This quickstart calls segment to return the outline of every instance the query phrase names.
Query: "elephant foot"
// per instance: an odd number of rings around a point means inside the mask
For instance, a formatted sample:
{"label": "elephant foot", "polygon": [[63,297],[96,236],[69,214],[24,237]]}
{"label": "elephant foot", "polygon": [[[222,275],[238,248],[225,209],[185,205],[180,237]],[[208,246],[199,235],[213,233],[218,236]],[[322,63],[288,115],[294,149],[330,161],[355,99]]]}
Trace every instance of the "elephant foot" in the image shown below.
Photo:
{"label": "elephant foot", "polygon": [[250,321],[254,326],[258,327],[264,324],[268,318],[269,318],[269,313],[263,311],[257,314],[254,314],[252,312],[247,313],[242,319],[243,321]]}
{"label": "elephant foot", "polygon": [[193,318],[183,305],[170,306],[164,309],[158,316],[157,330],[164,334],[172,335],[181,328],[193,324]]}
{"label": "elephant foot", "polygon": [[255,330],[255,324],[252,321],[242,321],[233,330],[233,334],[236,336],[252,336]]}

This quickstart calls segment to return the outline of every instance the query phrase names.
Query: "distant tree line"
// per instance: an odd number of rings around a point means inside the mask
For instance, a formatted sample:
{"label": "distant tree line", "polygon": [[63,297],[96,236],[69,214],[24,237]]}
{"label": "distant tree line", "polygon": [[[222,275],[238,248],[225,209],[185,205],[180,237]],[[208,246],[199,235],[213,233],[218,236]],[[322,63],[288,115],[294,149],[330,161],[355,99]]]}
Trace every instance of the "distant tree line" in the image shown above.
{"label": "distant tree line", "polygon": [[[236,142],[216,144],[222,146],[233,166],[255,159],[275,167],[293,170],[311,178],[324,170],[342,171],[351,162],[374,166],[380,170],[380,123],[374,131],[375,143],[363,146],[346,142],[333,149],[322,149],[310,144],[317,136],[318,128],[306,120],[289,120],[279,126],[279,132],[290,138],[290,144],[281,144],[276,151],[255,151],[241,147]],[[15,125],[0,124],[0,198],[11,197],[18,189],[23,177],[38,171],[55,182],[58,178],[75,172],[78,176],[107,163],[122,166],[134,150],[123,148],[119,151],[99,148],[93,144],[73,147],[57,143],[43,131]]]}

Your task.
Nothing but an exact copy of the lines from the start of the entries through the line containing "image shown below." belongs in the response.

Result of this task.
This quickstart calls segment to return the outline of every instance the query phrase names.
Query: "elephant foot"
// per instance: an odd number of rings around a point means inside the mask
For instance, a formatted sample:
{"label": "elephant foot", "polygon": [[63,297],[96,236],[69,214],[24,237]]}
{"label": "elephant foot", "polygon": [[[222,275],[238,248],[225,209],[185,205],[180,237]],[[208,246],[199,235],[213,233],[218,236]],[[322,63],[288,115],[294,149],[330,161],[355,99]]]}
Trace every instance of the "elephant foot" in the image shown below.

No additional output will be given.